* [Exercise prompt]:
Every line of the data must be set down exactly as shown.

* [Working data]:
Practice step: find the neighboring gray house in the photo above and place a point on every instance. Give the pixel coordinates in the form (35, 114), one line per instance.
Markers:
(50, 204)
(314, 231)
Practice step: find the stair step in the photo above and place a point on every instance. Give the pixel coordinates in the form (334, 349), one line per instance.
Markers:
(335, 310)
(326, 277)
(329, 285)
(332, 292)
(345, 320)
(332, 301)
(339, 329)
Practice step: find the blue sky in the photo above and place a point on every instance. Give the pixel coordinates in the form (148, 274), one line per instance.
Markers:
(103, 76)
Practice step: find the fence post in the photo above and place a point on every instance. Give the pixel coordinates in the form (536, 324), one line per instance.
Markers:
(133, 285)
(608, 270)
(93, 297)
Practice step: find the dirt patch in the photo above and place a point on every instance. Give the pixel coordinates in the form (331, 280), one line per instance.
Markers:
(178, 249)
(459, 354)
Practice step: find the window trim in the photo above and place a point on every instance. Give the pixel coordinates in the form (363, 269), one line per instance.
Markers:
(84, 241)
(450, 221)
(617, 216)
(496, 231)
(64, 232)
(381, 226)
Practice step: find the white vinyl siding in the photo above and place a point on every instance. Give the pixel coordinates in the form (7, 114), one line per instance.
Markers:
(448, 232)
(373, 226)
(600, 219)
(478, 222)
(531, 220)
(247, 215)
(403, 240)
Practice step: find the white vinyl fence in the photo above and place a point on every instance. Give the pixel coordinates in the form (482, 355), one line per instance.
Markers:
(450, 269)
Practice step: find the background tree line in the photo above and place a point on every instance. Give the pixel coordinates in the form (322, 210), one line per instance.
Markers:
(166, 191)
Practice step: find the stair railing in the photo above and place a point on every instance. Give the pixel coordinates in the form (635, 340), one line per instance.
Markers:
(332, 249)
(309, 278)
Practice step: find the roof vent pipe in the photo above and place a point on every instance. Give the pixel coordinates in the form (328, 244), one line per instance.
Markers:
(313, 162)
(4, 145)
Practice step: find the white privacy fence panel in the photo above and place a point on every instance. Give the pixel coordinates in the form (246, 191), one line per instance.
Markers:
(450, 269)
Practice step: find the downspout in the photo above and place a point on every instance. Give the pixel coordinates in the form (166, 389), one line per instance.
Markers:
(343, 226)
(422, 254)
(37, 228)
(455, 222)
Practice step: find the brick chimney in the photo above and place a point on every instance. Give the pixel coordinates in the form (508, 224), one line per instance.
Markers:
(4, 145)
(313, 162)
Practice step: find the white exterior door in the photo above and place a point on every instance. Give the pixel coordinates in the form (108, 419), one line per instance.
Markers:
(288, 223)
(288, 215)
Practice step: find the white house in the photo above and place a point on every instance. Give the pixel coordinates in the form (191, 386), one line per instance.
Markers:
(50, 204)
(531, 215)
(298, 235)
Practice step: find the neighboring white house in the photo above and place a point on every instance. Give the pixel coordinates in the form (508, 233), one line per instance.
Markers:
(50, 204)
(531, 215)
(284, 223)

* [Completed exercise]:
Practice step: find the neighboring gray house in the photo above and place a point on every instance. Give the pixel coordinates in the form (35, 114), one line per instance.
Markers:
(50, 204)
(314, 231)
Practice step: find the stair step in the photo above and place a point on every instance. Give the pixel coordinates in the form (334, 349), one line per instance.
Markers:
(335, 310)
(326, 277)
(329, 285)
(332, 292)
(345, 320)
(332, 301)
(339, 329)
Practice step: find the blue sky in the photo above and place a point on every instance. Give the pixel coordinates in the form (148, 274), one line per instance.
Markers:
(103, 76)
Practice step: find the fence post in the photo above and place a point on every instance. Give the pixel coordinates in the form (536, 324), one line per instance.
Markers:
(133, 285)
(608, 270)
(93, 297)
Practice step: find the dirt patch in the photo above and place a point on every instance. Give the pixel coordinates in the form (331, 280), one line per instance.
Markers:
(178, 249)
(459, 354)
Practice step: find the window trim in the photo above and place a point on every instance. Give the pixel coordinates in the form (363, 269), one line per instance.
Markers:
(84, 241)
(450, 221)
(617, 216)
(496, 231)
(64, 232)
(381, 226)
Practice step: find the white vinyl siding in the photo above and place a point on every instance. Give the pixel coordinates in the form (7, 114), one line per instance.
Markers:
(448, 232)
(373, 226)
(600, 219)
(478, 222)
(531, 220)
(247, 215)
(403, 240)
Practice step: find the white vinyl fence in the photo above and place a point on every instance. Give the pixel coordinates in the form (482, 355), one line per instance.
Markers:
(450, 269)
Practice step: find the background tree line in the photo above and place a point on every instance. Give the pixel coordinates in the form (322, 210), one line per instance.
Markers:
(166, 191)
Practice step: find the stair railing in the photo above and place a point on every instance. Give the pixel coordinates in the form (635, 340), one line per instance.
Markers:
(332, 249)
(309, 278)
Practice step: find the roof vent pipe in the photo above and place a point on every instance. Give the pixel coordinates in the form (328, 244), one line per instance.
Markers:
(313, 162)
(4, 145)
Practice step: find the white privacy fence panel in the photo above and place a point on every instance. Give the pixel coordinates in the form (246, 191), one line per instance.
Markers:
(450, 269)
Practice step: find the downspout in the photo above and place a point on every instance. Give the pixel coordinates in the form (166, 389), one line per instance.
Markers:
(343, 226)
(422, 254)
(37, 228)
(455, 222)
Practice step: find the brick chimney in the photo above and place a point on every instance. Give the pixel coordinates in the form (508, 224), one line per instance.
Markers:
(4, 145)
(313, 162)
Practice step: find the white exterior door in the photo above and place a point on every instance. Give the pixel coordinates in the form (108, 419), one line per instance.
Markers:
(288, 223)
(288, 215)
Practice step: find the white house in the photo above and place a point on every instance. Give the pixel coordinates in the form (191, 386), one line per instance.
Markers:
(50, 204)
(531, 215)
(298, 235)
Practice step: find the neighboring white house in the photo above and place a point on every instance. Give the pixel coordinates in the form (508, 233), one line per instance.
Markers:
(50, 204)
(531, 215)
(284, 223)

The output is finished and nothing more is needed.